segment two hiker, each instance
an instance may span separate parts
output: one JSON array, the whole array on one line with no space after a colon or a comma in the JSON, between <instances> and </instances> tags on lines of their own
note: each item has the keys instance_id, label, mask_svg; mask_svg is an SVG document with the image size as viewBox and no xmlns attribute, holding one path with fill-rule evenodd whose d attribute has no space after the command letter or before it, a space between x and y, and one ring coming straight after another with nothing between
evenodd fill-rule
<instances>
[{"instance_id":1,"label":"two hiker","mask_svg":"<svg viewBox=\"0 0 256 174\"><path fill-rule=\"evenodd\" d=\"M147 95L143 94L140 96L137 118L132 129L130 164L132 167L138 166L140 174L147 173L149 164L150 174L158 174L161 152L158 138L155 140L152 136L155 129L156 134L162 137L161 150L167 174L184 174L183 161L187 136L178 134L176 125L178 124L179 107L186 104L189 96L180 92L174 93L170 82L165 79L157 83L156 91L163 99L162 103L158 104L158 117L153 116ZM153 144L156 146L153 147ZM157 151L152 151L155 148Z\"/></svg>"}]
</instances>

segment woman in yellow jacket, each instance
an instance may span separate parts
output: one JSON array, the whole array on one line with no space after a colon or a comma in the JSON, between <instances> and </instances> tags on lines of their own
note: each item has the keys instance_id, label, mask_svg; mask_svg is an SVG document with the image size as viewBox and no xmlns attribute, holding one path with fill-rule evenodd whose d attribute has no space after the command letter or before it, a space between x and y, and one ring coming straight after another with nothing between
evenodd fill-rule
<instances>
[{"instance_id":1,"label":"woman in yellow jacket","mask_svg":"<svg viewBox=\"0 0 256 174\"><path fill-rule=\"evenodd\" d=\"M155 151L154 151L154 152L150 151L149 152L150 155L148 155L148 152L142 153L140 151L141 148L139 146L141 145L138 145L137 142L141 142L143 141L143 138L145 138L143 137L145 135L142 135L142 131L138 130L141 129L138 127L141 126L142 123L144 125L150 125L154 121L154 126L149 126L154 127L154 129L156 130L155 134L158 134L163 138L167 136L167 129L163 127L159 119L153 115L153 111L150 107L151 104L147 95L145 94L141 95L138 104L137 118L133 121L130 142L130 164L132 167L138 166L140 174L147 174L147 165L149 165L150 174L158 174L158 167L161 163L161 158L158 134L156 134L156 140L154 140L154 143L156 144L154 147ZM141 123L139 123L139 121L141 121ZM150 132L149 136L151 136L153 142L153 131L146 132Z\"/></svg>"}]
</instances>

== == ==

• _EXERCISE PROMPT_
Reproduce the complete data exactly as presented above.

• _WORKED SOLUTION_
segment two hiker, each instance
an instance may span separate parts
output: one JSON array, the whole array on one line with no space after a colon or a comma in the JSON, between <instances> and </instances> tags on lines of their own
note: each item has the keys instance_id, label, mask_svg; mask_svg is an SVG document with the image size as viewBox and no xmlns attribute, holding one path with fill-rule evenodd whose d attribute has no space after the command letter or before it, a space between x and y, and one ring coming straight after another with nothing between
evenodd fill-rule
<instances>
[{"instance_id":1,"label":"two hiker","mask_svg":"<svg viewBox=\"0 0 256 174\"><path fill-rule=\"evenodd\" d=\"M147 95L143 94L140 96L137 118L132 129L130 164L132 167L138 166L140 174L147 173L149 164L150 174L158 174L161 152L158 138L155 140L152 136L155 129L156 134L162 137L161 150L167 174L184 174L183 161L187 136L178 134L176 125L178 124L179 107L186 104L189 96L180 92L174 93L170 82L165 79L157 83L156 91L163 99L162 103L158 104L158 117L153 116ZM153 144L156 146L153 147ZM157 151L152 151L155 148Z\"/></svg>"}]
</instances>

segment woman in yellow jacket, each instance
an instance may span separate parts
output: one JSON array, the whole array on one line with no space after a colon or a comma in the JSON, between <instances> and </instances> tags on lines of their own
note: each item has the keys instance_id, label, mask_svg; mask_svg is an SVG document with the image size as viewBox and no xmlns attribute, holding one path with fill-rule evenodd whose d attribute has no space after the command letter or before it, a space between x and y, and one ring coming straight after another with nothing between
evenodd fill-rule
<instances>
[{"instance_id":1,"label":"woman in yellow jacket","mask_svg":"<svg viewBox=\"0 0 256 174\"><path fill-rule=\"evenodd\" d=\"M155 151L154 151L154 152L150 151L149 152L150 155L148 155L148 152L142 153L140 151L141 148L139 146L141 145L138 145L137 142L141 142L143 141L143 138L145 138L143 137L145 135L142 135L142 131L138 130L141 129L138 127L141 126L142 123L144 125L150 125L154 121L154 126L149 126L154 127L154 129L156 130L155 134L158 134L163 138L167 136L167 129L163 127L159 119L153 115L153 111L150 107L151 104L147 95L145 94L141 95L138 104L137 118L133 121L130 142L130 164L132 167L138 166L140 174L147 174L147 165L149 165L150 174L158 174L158 167L161 163L161 158L158 134L156 134L156 140L154 140L154 143L156 144L154 147ZM141 123L139 123L139 121L141 121ZM150 132L149 136L151 136L153 142L153 131L146 132Z\"/></svg>"}]
</instances>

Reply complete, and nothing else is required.